DESCRIPTION OF THE TASK: Could you quote every one of the records below verbatim, line for line?

------ EXERCISE MATERIAL

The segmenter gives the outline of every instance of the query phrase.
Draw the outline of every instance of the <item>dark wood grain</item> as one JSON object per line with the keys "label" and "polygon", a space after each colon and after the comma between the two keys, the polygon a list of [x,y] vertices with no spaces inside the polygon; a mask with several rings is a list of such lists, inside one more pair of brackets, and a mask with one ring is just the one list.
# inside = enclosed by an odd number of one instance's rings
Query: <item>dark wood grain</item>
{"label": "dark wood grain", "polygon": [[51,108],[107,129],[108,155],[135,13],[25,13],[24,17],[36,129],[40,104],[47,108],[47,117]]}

------------

ANSWER TO THE PROBLEM:
The segmenter gives the outline of every instance of the query phrase.
Draw the outline of every instance of the <item>dark wood grain</item> as one JSON object per line with the keys "label" and "polygon", a space after each colon and after the comma between the two keys, the polygon a list of [x,y] vertices with no spaces inside the polygon; a mask with several rings is a list of such lists, inside one more pair of brackets, and a mask with one ring is just the one list.
# inside = enclosed by an odd number of one instance's rings
Query: <item>dark wood grain</item>
{"label": "dark wood grain", "polygon": [[51,108],[107,129],[108,155],[135,13],[25,13],[24,17],[36,129],[40,104],[47,108],[47,117]]}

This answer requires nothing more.